Passage ▸
>>>>

Residents of Cleveland’s only women’s shelter report over-crowding, under-funding
Words and photos by Brittany Rees
Audio by Eric Rivers
On Payne Avenue, Norma Herr stands, a tall grey building, housing over 200 homeless women each night. However, the horseshoe-shaped center was only ever meant to take care of around 120.
Inside, women go without food or beds, sleeping on bare cement and sneaking in snacks.
“The shelter was only built to fit 120,” Robin Adellman, resident of Norma Herr and Northeast Ohio Coalition for the Homeless (NEOCH) member, said. “It hasn’t done that in 10 years. We have 220 at the moment.”
With such over-crowding, Adellman said Norma Herr fails to provide meals for every resident. Instead, many go to bed hungry.
“Because it’s only built for 120, they only ever order enough meals for 120 people,” Adellman said. Norma Herr, like the majority of shelters in the Cleveland area, order individual meals from the Lutheran Metropolitan Ministry’s Central Kitchen. With such little food, staff stretches what they have to serve 160, though Adellman and other women reported that only intensified their dilemma.
“They freeze food that shouldn’t be frozen, and they add extra water to everything,” Adellman said. “But it makes it so inedible. Women have sat in the dining room crying over how terrible it is.”

<<<<

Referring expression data
>>>>

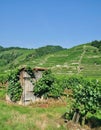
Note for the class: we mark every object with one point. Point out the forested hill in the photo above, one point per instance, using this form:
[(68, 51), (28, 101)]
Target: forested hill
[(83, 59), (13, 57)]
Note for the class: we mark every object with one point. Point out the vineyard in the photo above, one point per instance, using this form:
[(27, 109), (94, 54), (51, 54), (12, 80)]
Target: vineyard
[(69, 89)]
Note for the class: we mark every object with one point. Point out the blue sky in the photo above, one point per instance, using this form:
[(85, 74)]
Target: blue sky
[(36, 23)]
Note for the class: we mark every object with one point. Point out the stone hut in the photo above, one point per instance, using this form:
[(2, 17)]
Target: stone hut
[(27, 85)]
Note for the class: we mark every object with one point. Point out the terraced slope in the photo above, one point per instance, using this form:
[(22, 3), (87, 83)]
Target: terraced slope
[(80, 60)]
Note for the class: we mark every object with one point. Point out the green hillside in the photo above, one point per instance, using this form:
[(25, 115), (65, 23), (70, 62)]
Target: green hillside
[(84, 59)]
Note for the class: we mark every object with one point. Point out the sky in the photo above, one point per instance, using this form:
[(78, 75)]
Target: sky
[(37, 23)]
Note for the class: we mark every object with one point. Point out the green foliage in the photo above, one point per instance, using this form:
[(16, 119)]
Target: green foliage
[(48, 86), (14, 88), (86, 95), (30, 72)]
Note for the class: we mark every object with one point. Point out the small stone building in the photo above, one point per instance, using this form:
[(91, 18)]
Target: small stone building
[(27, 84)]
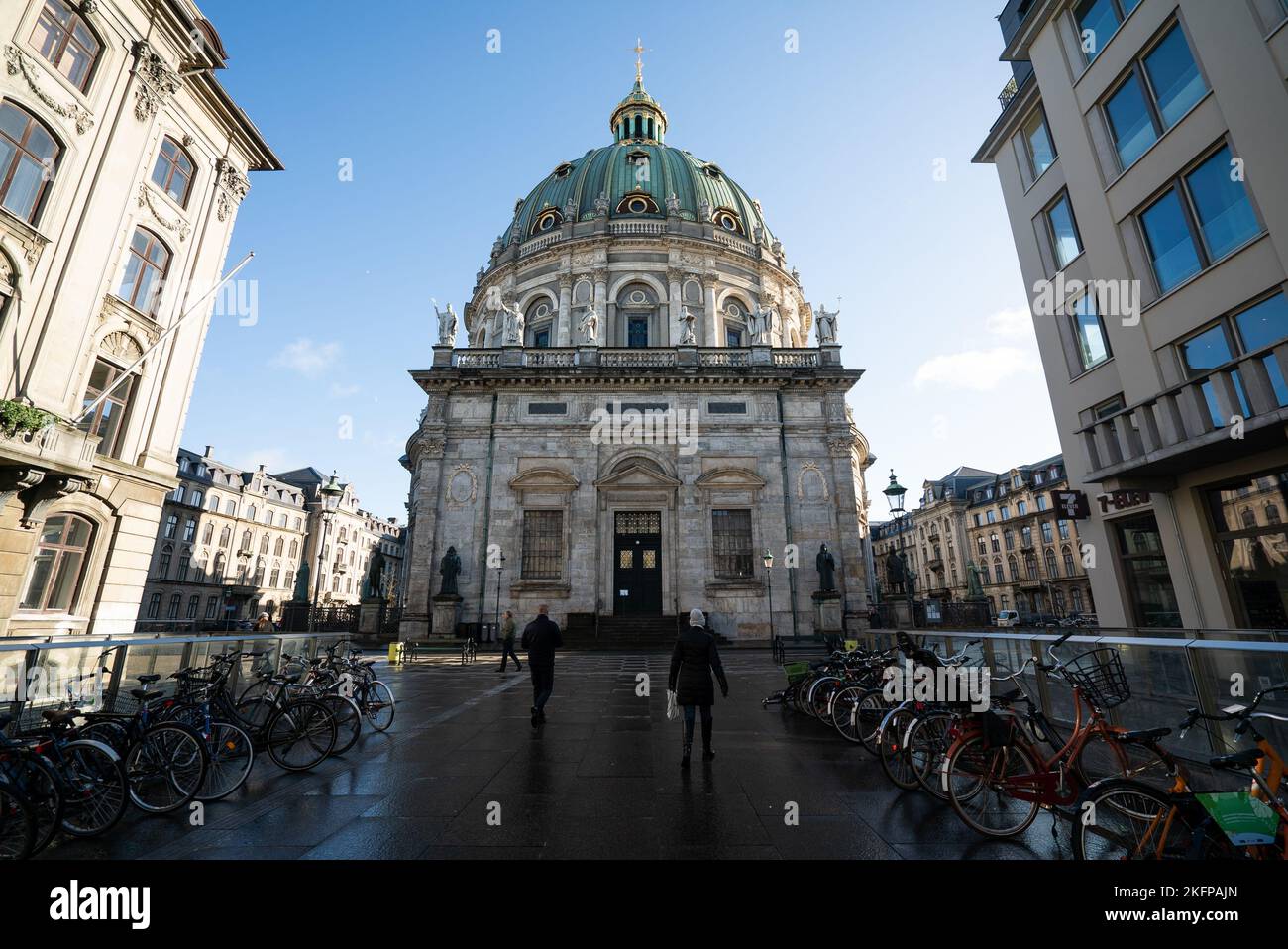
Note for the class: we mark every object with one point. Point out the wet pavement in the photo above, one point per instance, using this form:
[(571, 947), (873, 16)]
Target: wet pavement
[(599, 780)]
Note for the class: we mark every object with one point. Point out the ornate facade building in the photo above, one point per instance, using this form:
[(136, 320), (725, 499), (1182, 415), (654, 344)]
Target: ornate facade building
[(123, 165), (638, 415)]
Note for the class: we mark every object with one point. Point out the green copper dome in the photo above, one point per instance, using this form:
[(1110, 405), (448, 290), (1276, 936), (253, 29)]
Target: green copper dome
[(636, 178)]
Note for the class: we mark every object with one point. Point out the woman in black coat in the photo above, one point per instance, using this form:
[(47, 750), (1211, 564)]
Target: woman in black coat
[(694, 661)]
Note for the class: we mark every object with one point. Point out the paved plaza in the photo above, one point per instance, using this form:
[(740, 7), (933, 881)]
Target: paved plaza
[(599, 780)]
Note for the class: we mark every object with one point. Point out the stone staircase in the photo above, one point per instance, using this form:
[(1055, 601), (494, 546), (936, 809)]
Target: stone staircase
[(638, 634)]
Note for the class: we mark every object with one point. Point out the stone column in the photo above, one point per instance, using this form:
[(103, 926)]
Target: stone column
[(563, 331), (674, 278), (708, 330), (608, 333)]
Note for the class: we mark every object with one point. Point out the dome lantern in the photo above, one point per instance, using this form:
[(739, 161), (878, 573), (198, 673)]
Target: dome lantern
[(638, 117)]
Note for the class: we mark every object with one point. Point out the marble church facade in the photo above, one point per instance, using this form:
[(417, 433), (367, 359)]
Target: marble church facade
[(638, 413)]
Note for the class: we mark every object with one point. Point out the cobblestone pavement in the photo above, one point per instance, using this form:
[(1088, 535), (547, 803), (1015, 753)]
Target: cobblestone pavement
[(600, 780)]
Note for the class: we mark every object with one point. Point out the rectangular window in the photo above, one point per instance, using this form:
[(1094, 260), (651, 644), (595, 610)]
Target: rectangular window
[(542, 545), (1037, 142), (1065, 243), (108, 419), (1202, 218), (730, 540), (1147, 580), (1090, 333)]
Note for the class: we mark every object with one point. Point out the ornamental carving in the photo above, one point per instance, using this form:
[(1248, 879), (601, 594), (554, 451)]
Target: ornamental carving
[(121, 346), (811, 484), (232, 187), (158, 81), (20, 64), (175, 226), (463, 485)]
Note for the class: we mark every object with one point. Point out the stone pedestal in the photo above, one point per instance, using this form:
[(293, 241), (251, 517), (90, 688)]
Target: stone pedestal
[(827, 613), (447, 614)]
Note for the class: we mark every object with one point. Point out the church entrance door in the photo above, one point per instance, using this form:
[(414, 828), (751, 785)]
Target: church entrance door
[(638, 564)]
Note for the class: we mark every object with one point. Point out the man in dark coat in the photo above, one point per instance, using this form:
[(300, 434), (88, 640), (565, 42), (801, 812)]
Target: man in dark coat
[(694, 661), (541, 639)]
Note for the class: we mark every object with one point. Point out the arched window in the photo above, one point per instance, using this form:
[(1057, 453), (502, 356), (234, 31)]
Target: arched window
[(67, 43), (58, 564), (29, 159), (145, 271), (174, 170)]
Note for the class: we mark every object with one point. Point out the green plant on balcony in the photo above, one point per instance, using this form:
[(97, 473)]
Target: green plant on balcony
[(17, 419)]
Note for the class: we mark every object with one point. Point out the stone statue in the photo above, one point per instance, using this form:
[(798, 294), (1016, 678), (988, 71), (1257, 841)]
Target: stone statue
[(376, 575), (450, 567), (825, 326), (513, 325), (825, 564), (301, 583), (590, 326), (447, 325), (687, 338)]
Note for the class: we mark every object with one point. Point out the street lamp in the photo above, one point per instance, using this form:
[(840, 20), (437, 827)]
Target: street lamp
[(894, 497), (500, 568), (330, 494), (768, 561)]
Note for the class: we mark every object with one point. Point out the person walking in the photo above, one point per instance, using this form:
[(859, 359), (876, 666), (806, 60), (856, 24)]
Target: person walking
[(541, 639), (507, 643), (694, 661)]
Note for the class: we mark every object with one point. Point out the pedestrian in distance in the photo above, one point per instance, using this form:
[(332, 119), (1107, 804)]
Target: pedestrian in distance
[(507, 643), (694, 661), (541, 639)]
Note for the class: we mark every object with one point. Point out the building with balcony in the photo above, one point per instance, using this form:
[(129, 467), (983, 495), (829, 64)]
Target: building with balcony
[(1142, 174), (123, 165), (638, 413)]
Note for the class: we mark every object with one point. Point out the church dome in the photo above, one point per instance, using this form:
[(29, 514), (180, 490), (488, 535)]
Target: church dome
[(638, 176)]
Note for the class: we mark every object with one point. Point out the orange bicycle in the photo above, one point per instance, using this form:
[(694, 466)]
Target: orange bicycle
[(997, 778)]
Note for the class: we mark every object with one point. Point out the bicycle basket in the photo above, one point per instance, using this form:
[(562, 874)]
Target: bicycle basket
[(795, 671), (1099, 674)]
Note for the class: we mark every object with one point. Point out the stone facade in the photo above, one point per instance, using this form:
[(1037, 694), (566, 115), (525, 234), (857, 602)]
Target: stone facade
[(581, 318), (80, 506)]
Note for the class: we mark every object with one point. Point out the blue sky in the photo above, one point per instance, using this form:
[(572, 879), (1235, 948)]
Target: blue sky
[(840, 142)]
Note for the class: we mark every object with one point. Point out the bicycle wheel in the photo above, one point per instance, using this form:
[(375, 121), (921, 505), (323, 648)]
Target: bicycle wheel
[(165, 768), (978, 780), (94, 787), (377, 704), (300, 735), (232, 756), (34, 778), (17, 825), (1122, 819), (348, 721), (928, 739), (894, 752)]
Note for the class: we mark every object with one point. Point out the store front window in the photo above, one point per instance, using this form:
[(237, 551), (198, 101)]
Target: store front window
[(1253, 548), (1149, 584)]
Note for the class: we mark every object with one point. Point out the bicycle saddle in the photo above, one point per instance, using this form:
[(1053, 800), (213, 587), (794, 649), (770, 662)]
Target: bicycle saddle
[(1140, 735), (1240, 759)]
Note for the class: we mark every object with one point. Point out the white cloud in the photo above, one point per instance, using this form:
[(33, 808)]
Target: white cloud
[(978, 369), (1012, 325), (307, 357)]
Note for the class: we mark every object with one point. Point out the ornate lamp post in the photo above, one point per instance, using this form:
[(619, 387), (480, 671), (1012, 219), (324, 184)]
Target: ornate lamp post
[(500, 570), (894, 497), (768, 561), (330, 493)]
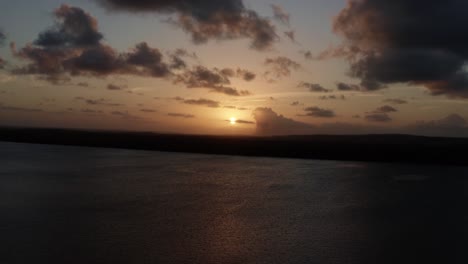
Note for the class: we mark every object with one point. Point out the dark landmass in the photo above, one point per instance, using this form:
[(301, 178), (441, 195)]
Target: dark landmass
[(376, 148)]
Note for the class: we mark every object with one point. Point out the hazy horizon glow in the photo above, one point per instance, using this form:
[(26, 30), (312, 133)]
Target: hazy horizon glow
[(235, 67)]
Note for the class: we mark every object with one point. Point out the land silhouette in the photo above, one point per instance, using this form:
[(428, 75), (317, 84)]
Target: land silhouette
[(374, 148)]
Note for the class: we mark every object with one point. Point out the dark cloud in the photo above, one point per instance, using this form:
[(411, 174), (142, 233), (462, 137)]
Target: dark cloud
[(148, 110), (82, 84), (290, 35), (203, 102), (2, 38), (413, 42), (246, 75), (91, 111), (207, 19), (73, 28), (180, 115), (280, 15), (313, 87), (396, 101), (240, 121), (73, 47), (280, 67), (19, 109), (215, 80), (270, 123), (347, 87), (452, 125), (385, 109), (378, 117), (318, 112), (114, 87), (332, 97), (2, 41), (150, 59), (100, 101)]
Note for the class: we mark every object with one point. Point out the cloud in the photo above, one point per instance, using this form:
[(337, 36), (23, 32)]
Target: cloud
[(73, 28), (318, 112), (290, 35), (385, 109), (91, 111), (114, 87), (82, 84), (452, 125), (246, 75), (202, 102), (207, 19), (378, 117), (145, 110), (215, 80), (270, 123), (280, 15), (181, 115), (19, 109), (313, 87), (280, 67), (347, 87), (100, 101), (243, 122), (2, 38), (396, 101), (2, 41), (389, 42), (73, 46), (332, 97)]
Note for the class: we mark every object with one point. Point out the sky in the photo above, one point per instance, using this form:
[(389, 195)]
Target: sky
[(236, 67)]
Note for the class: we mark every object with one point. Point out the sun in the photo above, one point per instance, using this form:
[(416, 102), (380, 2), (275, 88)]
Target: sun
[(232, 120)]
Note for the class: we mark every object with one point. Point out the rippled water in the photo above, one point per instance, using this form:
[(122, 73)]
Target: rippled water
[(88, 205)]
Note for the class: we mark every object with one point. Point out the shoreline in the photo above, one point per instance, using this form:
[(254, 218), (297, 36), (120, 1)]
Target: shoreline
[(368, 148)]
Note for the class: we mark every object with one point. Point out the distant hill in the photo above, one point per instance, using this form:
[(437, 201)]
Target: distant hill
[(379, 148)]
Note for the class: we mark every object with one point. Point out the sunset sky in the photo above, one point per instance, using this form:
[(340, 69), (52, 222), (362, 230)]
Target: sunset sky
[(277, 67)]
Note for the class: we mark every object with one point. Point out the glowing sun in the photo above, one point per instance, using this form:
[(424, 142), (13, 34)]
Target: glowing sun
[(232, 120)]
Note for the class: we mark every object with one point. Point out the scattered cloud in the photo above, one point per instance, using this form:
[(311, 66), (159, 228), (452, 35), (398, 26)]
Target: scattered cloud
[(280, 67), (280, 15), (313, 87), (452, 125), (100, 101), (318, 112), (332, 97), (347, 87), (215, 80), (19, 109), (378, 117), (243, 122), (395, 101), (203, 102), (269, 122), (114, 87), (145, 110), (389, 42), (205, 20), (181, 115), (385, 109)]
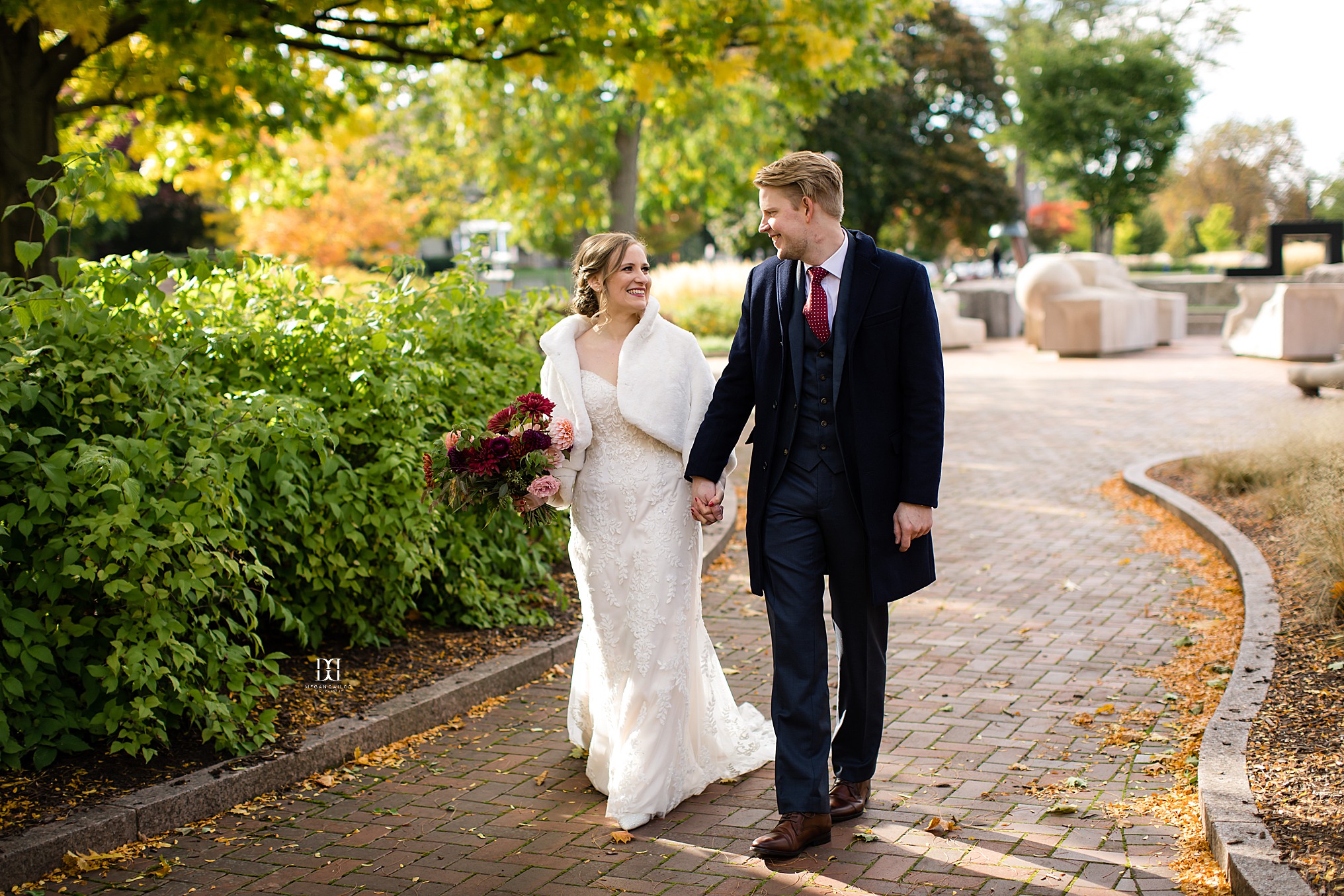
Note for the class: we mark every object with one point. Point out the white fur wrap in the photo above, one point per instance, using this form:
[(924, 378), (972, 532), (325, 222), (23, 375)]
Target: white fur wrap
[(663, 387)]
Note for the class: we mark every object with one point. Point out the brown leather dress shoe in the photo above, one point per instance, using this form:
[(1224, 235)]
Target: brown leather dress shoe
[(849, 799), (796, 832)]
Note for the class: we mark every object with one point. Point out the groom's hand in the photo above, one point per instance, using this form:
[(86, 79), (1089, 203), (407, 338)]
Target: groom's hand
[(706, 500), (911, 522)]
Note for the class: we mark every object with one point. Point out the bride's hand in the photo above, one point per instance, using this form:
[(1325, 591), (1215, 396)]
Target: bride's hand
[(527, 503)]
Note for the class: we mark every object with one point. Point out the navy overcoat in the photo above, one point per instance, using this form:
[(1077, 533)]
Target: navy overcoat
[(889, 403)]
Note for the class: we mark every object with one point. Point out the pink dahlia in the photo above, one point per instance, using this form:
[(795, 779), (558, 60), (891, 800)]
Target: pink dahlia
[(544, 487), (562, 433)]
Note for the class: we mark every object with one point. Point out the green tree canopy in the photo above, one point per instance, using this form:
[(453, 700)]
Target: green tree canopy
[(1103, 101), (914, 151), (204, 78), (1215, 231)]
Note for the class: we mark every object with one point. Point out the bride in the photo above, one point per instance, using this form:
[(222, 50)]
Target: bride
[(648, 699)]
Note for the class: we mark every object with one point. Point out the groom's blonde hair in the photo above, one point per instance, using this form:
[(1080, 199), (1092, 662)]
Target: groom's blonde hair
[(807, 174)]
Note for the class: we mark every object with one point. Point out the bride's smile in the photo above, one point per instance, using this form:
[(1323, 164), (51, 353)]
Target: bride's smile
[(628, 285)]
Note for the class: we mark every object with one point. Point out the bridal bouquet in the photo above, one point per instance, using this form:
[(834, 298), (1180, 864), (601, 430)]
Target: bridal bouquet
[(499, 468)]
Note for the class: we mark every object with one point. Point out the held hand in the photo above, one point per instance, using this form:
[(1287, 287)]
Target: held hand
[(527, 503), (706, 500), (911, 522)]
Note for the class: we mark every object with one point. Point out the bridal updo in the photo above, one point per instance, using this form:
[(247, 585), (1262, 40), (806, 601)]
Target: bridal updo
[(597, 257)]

<<<<

Work to be completed ▸
In the article about Cleveland's only women's shelter, where does Norma Herr order its individual meals from?

Problem solution ▸
The Lutheran Metropolitan Ministry's Central Kitchen.